Try it: Starting with the line that contains "Would you be willing to mark the asphalt", reproduce each line through the end of the listing below, with no other output.
───── Dataset records ─────
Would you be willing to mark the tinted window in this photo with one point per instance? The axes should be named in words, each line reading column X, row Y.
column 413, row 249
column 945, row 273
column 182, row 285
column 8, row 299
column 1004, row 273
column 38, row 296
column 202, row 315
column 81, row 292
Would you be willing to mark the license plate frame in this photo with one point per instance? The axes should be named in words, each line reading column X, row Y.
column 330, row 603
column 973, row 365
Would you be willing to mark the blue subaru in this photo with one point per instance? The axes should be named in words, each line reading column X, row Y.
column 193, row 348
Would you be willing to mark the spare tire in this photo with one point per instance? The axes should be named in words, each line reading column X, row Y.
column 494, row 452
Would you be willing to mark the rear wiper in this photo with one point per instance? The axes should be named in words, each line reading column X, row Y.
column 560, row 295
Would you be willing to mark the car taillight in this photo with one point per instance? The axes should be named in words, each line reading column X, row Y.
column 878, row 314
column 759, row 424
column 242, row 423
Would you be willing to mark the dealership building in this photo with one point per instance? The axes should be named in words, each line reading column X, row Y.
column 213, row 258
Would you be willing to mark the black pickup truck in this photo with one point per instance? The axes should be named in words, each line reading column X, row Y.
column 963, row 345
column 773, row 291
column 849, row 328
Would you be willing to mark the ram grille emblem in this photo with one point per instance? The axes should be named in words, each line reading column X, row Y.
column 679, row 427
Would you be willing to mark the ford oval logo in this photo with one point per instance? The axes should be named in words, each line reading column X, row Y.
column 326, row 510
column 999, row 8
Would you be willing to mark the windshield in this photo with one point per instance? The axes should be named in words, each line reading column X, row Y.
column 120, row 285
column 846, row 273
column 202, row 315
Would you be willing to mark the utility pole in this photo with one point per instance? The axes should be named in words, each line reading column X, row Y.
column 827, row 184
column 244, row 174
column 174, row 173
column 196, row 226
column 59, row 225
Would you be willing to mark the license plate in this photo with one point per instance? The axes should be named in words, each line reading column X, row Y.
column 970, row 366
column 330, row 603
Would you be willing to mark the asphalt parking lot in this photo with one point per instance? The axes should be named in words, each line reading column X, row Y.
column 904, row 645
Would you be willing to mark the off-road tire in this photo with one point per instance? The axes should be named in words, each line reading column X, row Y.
─────
Answer space:
Would you be willing to mark the asphalt parking lot in this photo with one point per instance? The axes should be named in words, each line reading column X, row Y.
column 904, row 645
Would you be willing to mark the off-road tire in this photo with one point per instance? The axes should be named in words, each line reading column X, row Y.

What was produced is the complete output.